> **Objective**:
Transcribe the material word for word, from the line containing "Could you point out the grassy" through the final line, including both.

> **Excerpted records**:
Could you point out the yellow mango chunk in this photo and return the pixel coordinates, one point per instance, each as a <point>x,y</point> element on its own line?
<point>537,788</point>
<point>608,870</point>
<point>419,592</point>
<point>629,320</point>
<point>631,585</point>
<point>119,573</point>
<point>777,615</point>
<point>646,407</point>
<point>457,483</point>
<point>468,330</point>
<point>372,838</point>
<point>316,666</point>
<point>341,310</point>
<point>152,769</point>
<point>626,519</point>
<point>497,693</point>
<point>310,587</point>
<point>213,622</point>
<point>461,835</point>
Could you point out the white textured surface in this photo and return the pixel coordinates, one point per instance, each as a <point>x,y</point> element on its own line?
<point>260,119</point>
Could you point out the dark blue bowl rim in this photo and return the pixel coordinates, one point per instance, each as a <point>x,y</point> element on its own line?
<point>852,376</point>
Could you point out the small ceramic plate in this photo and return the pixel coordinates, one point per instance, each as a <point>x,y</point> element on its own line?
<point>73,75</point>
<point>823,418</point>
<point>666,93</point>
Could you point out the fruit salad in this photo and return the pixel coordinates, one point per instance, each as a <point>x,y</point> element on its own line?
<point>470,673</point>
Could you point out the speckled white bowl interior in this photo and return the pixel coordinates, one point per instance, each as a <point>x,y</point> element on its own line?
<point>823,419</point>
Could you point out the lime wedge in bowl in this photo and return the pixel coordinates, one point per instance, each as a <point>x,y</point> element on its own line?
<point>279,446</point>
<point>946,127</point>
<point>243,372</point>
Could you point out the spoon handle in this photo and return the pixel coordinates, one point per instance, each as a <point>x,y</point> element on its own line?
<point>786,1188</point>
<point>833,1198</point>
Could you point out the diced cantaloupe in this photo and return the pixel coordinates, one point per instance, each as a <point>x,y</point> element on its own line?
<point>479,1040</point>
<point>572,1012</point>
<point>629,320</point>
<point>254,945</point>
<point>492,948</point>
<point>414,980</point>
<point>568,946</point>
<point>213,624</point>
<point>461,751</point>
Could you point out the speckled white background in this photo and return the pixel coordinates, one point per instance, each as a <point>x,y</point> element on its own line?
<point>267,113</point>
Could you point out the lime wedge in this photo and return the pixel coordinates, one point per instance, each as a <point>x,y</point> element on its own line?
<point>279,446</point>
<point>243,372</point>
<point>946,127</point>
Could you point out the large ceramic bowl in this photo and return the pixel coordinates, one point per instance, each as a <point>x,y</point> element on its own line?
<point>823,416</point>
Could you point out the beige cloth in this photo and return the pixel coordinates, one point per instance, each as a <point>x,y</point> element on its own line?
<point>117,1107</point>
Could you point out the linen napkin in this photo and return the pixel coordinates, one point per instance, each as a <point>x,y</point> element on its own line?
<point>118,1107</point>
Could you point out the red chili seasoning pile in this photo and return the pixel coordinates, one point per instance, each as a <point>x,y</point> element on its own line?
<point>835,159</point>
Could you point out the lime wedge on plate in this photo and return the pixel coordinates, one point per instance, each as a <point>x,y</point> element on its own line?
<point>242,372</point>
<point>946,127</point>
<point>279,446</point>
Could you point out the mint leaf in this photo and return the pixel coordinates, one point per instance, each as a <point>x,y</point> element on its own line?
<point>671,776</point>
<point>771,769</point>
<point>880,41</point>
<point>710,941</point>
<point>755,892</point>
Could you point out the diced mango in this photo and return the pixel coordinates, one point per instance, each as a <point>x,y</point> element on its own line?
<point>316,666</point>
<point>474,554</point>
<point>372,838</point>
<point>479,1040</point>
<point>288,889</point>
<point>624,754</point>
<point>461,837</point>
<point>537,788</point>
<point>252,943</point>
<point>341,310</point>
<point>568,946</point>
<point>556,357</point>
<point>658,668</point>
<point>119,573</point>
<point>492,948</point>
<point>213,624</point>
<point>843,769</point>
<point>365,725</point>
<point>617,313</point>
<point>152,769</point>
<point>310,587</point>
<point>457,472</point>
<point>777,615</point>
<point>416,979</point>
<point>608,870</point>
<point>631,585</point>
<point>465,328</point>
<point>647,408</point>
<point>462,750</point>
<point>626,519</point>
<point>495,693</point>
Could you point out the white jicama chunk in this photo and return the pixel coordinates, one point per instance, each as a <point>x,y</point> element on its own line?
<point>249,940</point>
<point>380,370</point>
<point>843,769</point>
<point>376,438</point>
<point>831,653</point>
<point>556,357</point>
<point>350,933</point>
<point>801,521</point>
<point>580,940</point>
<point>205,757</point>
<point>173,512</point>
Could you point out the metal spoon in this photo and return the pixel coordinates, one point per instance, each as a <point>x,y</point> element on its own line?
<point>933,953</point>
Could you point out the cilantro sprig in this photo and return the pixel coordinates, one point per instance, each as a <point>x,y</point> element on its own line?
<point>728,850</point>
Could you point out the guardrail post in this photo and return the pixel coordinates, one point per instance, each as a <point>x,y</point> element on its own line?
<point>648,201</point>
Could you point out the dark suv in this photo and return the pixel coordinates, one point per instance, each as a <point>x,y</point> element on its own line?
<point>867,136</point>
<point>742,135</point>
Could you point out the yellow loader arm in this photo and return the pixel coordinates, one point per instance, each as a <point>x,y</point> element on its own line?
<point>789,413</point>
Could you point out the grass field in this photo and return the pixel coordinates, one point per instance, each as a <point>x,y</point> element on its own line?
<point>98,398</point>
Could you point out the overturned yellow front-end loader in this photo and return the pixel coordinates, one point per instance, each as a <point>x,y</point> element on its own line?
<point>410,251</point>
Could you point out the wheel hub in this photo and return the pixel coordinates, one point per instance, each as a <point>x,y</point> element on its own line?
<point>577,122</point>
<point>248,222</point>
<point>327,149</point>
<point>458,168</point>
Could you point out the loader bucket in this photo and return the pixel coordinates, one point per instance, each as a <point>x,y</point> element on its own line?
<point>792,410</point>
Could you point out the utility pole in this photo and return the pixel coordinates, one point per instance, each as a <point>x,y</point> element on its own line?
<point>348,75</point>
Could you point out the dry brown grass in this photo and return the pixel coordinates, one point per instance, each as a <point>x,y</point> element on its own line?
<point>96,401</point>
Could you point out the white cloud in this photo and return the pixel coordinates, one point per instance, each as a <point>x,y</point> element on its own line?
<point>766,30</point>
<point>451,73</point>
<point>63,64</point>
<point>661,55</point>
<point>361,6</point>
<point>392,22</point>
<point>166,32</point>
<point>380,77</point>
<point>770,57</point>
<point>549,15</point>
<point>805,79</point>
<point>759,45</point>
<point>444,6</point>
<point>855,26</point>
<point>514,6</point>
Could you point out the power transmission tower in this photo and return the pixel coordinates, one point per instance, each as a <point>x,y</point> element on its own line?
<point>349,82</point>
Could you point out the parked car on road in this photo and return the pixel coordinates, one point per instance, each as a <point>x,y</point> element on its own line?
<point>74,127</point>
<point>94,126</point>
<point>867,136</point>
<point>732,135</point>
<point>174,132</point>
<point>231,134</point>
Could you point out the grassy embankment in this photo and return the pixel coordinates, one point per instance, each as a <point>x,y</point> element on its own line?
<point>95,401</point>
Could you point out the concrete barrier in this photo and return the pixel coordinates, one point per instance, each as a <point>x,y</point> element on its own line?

> **Completed exercise**:
Could you point out the grassy embankment in this photo and return the pixel coordinates, one point per instance, each as a <point>x,y</point> element on its own line?
<point>95,401</point>
Could you point out the concrete barrier in this photo and return the pixel coordinates, one point per instance, each as a <point>x,y</point> element on its own line?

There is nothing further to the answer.